Copy only the lines from the line with "Locate white dress shirt." to the line with "[234,202,250,256]", and replace "dress shirt" with "button-down shirt" while keeping everything else unchanged.
** start of SUPPLIED DATA **
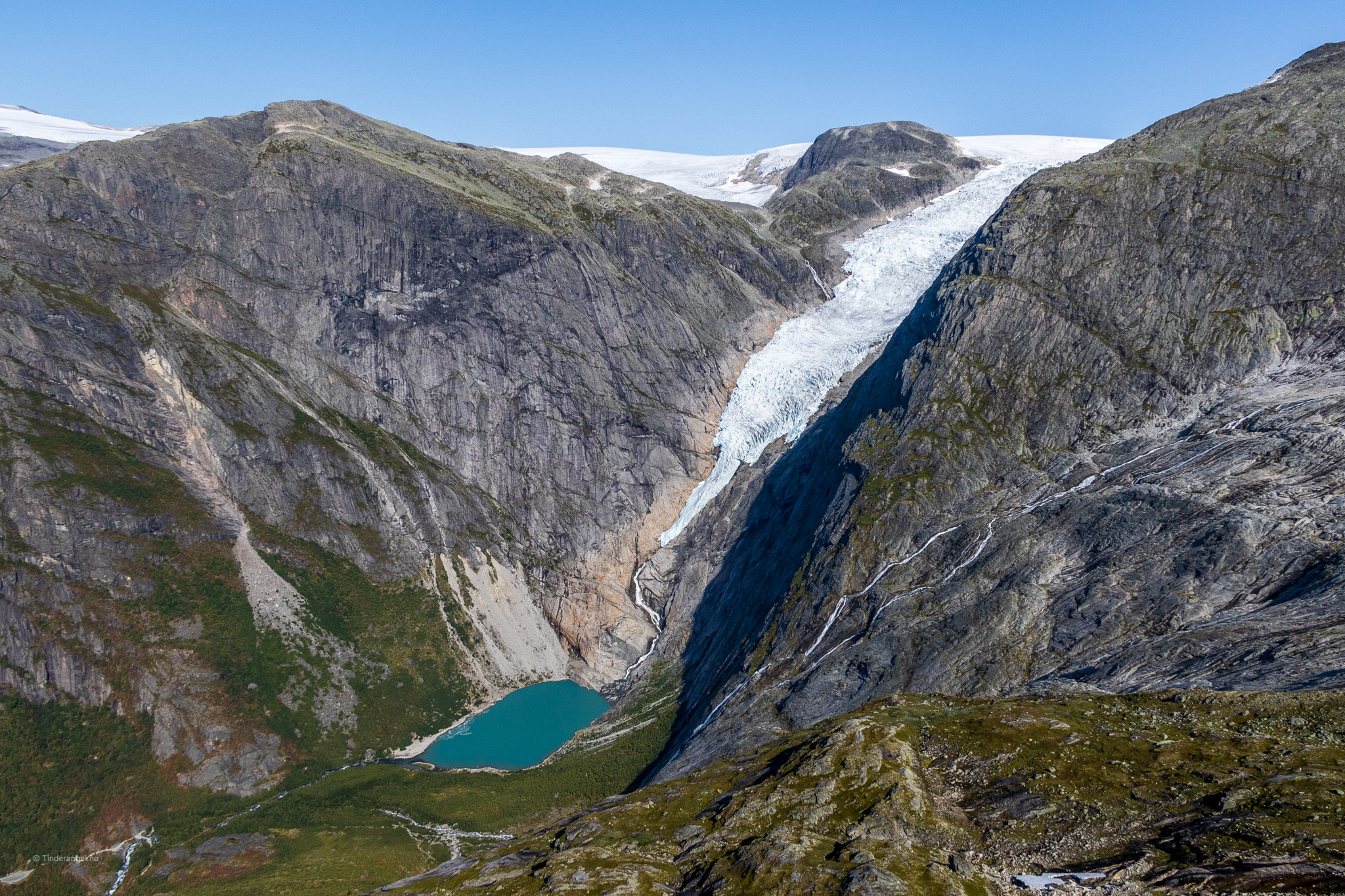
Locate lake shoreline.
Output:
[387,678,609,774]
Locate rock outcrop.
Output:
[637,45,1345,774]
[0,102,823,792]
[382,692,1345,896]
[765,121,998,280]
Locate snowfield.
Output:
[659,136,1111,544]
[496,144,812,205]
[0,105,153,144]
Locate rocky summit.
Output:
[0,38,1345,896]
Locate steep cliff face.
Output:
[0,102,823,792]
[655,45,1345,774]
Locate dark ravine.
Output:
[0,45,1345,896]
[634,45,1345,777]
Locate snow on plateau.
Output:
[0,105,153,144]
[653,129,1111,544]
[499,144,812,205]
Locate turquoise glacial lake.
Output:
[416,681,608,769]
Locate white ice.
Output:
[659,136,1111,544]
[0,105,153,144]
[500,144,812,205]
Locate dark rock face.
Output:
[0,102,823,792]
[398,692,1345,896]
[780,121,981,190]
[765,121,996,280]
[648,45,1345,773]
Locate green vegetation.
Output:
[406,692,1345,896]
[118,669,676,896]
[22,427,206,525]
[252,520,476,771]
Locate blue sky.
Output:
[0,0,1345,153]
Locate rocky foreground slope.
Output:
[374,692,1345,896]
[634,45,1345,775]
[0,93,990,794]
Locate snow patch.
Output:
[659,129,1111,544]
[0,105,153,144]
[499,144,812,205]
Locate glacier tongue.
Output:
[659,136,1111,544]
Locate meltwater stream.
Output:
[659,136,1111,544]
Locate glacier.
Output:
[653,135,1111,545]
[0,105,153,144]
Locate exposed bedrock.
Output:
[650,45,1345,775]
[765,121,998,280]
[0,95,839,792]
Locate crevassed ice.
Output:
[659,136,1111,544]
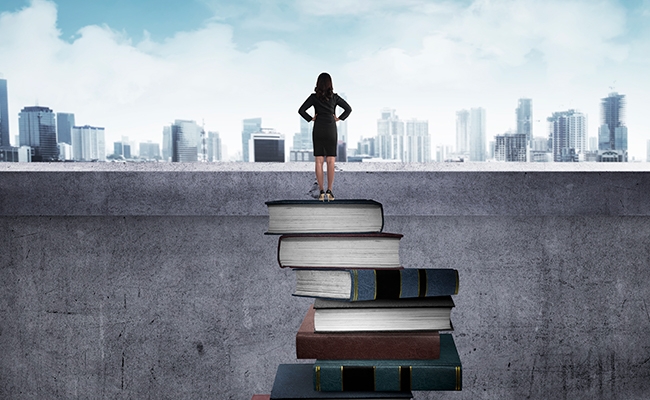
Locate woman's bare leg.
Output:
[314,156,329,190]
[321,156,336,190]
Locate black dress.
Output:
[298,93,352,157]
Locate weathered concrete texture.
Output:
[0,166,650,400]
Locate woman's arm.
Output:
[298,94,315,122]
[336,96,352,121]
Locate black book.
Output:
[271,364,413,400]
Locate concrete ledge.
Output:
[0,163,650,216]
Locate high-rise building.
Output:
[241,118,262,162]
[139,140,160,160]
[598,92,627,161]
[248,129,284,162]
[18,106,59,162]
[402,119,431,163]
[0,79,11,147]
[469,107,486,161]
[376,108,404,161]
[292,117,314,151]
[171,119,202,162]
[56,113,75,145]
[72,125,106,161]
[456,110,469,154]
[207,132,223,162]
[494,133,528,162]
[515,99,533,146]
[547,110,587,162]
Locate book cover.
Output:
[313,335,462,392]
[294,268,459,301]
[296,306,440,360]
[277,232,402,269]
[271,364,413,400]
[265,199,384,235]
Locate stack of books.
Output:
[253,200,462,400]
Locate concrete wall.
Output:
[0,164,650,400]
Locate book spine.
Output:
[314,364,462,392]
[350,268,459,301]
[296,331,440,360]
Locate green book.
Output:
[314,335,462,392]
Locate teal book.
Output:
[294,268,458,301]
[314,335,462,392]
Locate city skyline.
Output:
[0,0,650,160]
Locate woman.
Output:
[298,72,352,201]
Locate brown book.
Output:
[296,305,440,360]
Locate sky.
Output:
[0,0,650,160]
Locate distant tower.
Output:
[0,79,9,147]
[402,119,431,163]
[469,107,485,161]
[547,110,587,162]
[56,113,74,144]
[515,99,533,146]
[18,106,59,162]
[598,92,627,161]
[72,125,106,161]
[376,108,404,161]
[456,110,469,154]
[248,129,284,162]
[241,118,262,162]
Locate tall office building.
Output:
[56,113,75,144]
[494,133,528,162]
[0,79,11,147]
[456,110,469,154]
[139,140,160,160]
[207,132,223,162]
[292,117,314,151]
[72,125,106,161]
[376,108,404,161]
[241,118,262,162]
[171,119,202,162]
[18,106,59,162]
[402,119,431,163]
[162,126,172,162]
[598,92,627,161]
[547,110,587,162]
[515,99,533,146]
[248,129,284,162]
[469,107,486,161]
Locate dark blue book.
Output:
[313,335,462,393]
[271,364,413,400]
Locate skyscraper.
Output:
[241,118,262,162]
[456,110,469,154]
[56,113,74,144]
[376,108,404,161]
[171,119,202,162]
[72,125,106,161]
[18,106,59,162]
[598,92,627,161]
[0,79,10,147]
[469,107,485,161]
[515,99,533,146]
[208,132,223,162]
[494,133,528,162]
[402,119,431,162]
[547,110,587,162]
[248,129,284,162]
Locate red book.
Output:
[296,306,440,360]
** end of SUPPLIED DATA **
** start of SUPPLIED DATA **
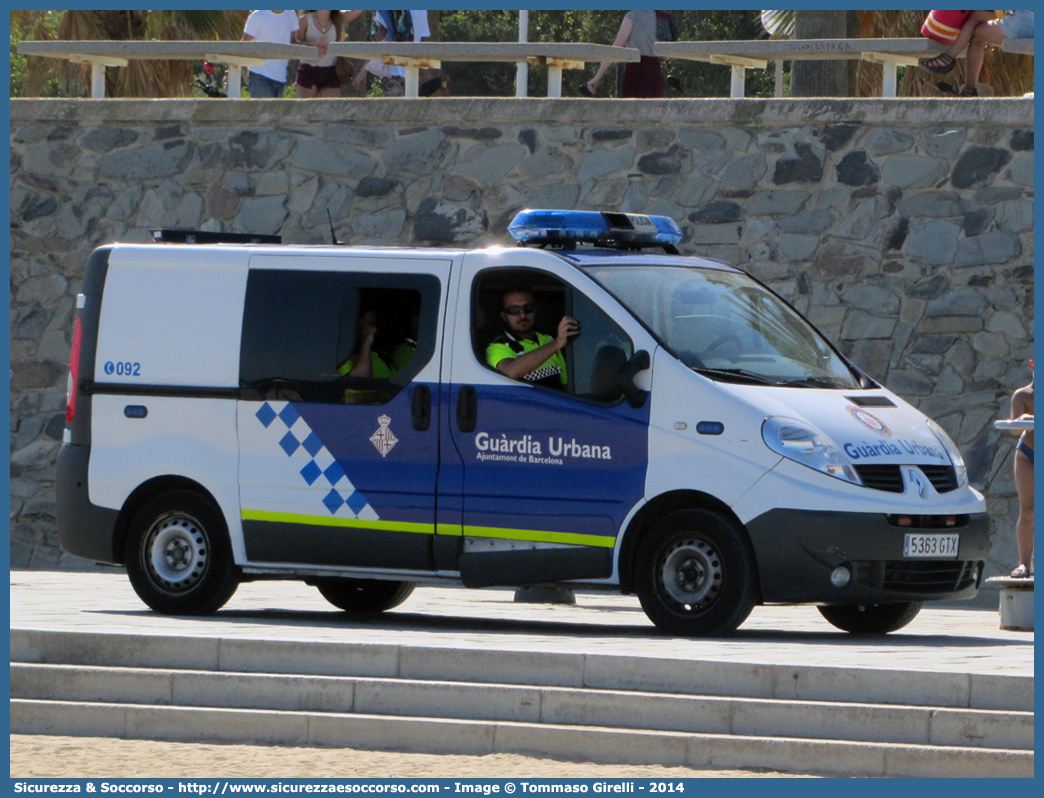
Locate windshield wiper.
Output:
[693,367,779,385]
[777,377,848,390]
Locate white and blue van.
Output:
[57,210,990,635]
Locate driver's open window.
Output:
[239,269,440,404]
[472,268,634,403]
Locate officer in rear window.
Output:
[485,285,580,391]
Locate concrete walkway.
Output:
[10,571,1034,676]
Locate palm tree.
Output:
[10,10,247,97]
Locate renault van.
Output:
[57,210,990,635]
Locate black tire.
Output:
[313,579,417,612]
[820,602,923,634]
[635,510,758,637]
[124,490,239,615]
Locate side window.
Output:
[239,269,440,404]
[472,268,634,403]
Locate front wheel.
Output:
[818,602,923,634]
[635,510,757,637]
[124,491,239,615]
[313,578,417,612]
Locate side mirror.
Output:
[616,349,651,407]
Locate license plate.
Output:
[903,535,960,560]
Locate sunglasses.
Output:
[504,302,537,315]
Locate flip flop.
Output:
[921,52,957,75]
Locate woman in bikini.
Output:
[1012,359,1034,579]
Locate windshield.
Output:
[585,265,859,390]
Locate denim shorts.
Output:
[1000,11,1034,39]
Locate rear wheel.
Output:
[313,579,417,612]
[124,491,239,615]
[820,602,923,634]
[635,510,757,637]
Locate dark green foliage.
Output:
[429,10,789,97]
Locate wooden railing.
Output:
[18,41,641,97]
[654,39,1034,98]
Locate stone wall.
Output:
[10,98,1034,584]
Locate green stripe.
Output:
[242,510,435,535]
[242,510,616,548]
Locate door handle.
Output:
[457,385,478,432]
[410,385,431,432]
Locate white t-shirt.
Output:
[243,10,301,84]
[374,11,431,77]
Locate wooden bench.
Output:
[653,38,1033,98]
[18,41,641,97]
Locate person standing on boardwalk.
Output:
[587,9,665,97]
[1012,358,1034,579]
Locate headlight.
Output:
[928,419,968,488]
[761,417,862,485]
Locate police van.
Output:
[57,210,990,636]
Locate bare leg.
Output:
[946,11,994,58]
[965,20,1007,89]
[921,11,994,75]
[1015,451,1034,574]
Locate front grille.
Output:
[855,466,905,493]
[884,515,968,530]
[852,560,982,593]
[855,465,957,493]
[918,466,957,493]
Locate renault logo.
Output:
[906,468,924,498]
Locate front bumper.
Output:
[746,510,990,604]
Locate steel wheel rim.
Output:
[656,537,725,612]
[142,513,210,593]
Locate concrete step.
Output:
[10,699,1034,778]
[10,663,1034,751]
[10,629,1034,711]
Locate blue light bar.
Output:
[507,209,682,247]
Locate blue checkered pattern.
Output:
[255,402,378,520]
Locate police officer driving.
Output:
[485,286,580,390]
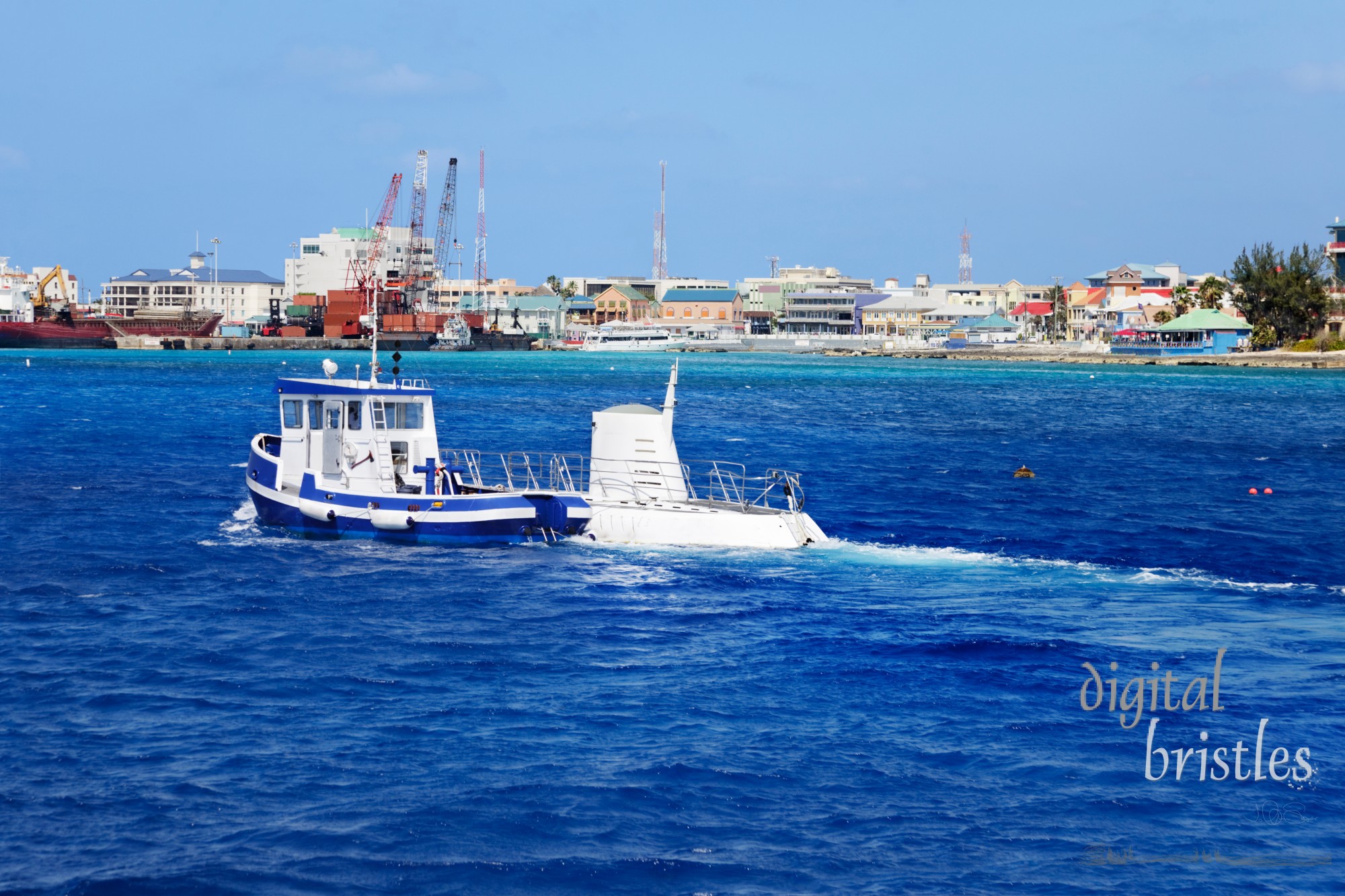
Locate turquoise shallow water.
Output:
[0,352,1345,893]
** end of SUPPLIED DATA **
** start of SUPPLIED DATA **
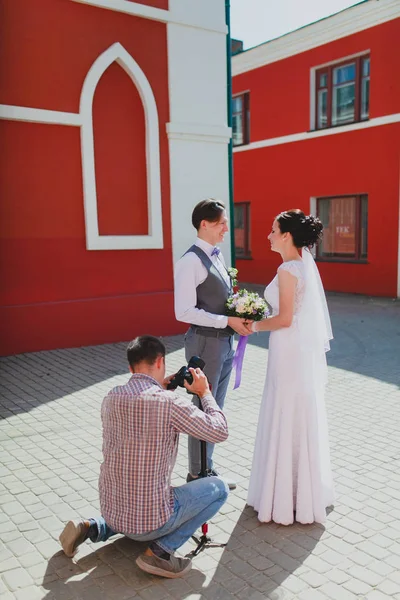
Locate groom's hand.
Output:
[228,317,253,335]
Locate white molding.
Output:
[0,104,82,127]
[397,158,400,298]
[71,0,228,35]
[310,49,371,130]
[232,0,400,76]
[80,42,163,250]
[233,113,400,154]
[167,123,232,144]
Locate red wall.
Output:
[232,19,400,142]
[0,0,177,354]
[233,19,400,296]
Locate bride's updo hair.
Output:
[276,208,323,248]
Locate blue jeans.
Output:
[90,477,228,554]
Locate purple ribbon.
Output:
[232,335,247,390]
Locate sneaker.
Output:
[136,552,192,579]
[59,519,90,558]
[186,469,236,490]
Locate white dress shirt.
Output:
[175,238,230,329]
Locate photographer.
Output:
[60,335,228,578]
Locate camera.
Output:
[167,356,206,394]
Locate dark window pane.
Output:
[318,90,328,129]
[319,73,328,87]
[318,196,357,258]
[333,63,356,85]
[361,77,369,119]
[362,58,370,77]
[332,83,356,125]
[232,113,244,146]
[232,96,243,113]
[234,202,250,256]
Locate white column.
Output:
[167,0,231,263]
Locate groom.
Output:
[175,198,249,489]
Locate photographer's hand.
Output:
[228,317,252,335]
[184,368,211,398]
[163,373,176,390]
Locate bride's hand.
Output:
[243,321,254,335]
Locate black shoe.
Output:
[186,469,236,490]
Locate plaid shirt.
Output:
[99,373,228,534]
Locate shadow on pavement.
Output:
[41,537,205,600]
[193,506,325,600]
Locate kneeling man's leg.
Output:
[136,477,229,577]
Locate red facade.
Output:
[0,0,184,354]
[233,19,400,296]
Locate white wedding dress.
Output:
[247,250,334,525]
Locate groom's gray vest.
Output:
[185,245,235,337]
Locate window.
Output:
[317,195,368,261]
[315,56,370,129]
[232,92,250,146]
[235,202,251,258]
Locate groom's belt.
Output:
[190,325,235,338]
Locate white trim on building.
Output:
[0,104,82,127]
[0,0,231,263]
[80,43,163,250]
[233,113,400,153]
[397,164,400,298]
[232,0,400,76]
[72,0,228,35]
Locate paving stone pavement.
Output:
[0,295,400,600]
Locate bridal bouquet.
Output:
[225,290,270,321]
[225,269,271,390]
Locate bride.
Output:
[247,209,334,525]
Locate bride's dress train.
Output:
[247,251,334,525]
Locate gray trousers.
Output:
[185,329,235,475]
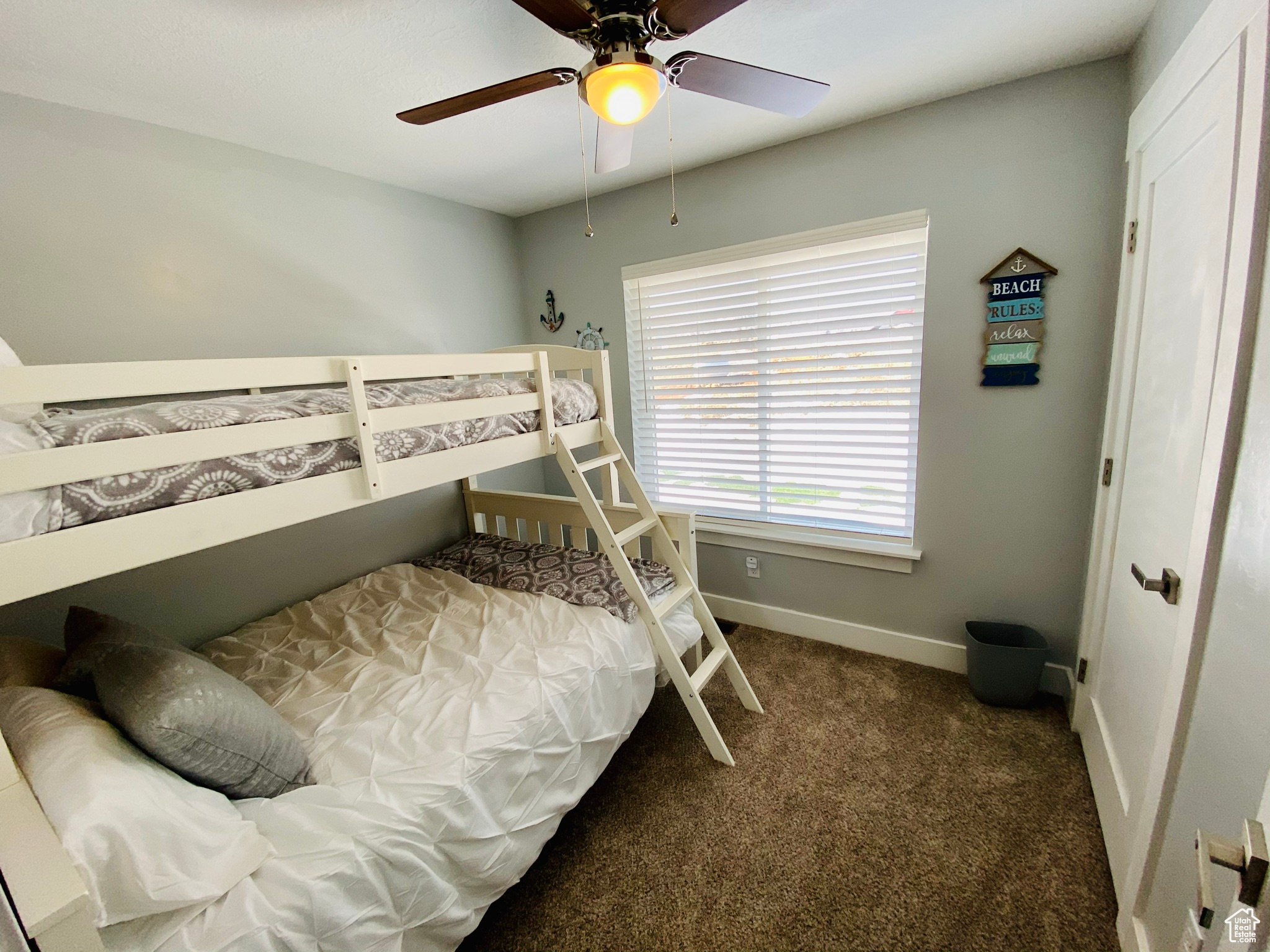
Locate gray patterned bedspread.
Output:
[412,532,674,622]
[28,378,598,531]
** end of SUPPLIED DATA **
● RESULT:
Locate white button-down shirt.
Output:
[175,238,230,329]
Locate photographer.
Output:
[60,335,228,578]
Locate camera.
Output:
[167,356,206,394]
Locate dark window pane.
Output:
[318,90,328,129]
[319,73,328,87]
[318,196,357,258]
[333,63,356,85]
[361,77,369,119]
[362,58,370,77]
[332,83,356,125]
[232,113,244,146]
[232,96,243,113]
[234,202,250,256]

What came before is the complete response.